> [Set exercise]
Format each line of the entries below as a row in a Markdown table with two columns, "Row" for the line number and "Content" for the line itself. Skip blank lines and leave the pictures out.

::: Available records

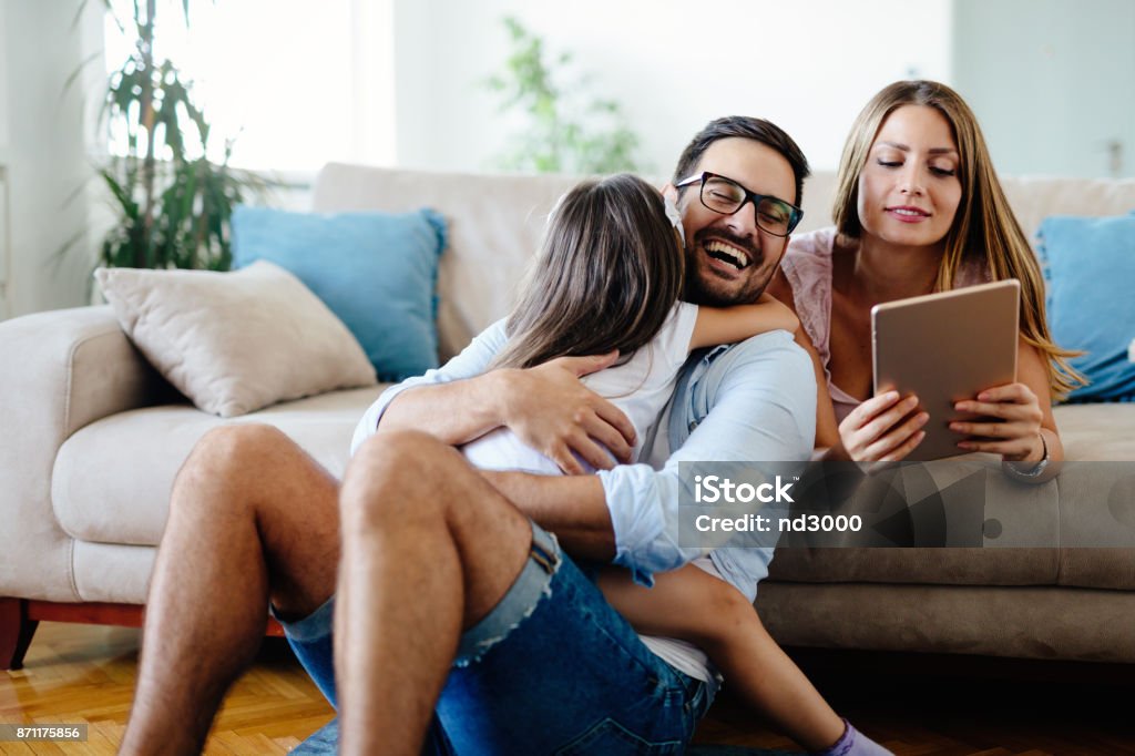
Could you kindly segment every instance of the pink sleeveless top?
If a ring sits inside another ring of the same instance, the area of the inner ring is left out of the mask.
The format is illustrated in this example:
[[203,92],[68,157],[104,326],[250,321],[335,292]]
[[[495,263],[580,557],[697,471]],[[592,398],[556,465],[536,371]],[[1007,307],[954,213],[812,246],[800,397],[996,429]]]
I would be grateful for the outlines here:
[[[788,252],[781,260],[784,277],[792,286],[796,313],[800,318],[808,338],[812,339],[819,362],[824,366],[827,390],[835,408],[835,421],[843,422],[851,410],[859,406],[859,400],[832,383],[831,335],[832,335],[832,251],[835,247],[835,227],[821,228],[789,242]],[[962,264],[958,271],[956,286],[973,286],[990,279],[989,274],[976,260]]]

::::::

> [Answer below]
| Row | Content |
|---|---|
| 1 | Could you kindly segment every instance of the pink sleeveless top? |
| 2 | If a ring sits inside another ring of the same instance, the area of the inner ring is left out of the mask. |
| 3 | The format is illustrated in this example: |
| 4 | [[203,92],[68,157],[104,326],[250,321],[335,292]] |
| 5 | [[[495,263],[580,557],[697,471]],[[592,398],[556,465],[536,371]],[[1007,307],[954,213],[812,246],[800,397],[996,429]]] |
| 6 | I would be grateful for the outlines here: |
| 7 | [[[788,252],[781,260],[784,277],[792,286],[796,313],[800,318],[808,338],[812,339],[819,362],[824,366],[827,390],[835,408],[835,421],[843,422],[851,410],[859,406],[859,400],[832,383],[831,335],[832,335],[832,251],[835,247],[835,227],[821,228],[789,242]],[[962,264],[958,271],[956,286],[973,286],[990,279],[989,274],[976,260]]] |